Work item:
Return, word for word, only the lines from the one containing "Note: one point per instance of the dark" through the last line of the entries.

Saved entries:
▽

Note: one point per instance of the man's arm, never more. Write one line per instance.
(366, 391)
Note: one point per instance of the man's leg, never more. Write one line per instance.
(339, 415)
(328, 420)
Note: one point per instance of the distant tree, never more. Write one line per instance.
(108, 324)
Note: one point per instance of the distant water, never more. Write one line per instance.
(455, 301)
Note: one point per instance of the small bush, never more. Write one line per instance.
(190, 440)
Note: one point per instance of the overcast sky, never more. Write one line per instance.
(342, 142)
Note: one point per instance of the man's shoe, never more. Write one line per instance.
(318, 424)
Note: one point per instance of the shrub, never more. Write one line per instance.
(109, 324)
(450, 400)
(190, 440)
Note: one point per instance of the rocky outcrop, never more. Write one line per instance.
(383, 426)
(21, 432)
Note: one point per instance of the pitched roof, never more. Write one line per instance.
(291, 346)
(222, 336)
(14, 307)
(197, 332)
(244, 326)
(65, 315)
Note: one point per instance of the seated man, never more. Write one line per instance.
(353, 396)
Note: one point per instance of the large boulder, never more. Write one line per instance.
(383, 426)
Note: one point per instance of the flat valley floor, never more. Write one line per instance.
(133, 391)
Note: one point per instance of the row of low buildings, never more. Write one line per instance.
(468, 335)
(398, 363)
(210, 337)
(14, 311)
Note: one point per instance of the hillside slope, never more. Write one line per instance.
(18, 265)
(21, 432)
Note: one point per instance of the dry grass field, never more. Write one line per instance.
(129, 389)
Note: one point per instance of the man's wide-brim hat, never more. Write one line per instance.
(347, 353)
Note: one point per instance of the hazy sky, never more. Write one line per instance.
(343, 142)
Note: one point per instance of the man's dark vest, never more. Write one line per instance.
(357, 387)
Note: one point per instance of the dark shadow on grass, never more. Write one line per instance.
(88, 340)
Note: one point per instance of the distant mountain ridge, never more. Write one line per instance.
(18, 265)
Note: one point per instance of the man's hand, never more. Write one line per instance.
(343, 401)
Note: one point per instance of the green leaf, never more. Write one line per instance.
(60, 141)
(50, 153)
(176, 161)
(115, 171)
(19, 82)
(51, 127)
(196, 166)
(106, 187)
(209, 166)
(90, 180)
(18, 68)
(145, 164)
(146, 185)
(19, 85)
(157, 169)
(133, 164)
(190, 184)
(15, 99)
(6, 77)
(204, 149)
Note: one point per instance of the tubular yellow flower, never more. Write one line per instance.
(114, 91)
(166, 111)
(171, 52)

△

Answer:
Note: one point per instance of the dark shadow on grass, never more. Write one line per instance.
(88, 340)
Note: one point per instance of the distant mountain ridge, never more. Write one line per instance.
(18, 265)
Note: one point per instance of the man's hand, never more. Write one line per instance.
(343, 401)
Note: one point per instance of the green leaf, never more. Write one line per instance.
(60, 141)
(50, 153)
(176, 161)
(115, 171)
(19, 82)
(51, 127)
(196, 166)
(106, 187)
(209, 166)
(90, 180)
(18, 68)
(145, 164)
(146, 185)
(19, 85)
(157, 169)
(133, 164)
(190, 184)
(15, 99)
(6, 77)
(204, 149)
Note: one point per instance of the tubular yellow flower, never more. Write one line per instance.
(114, 91)
(166, 111)
(171, 52)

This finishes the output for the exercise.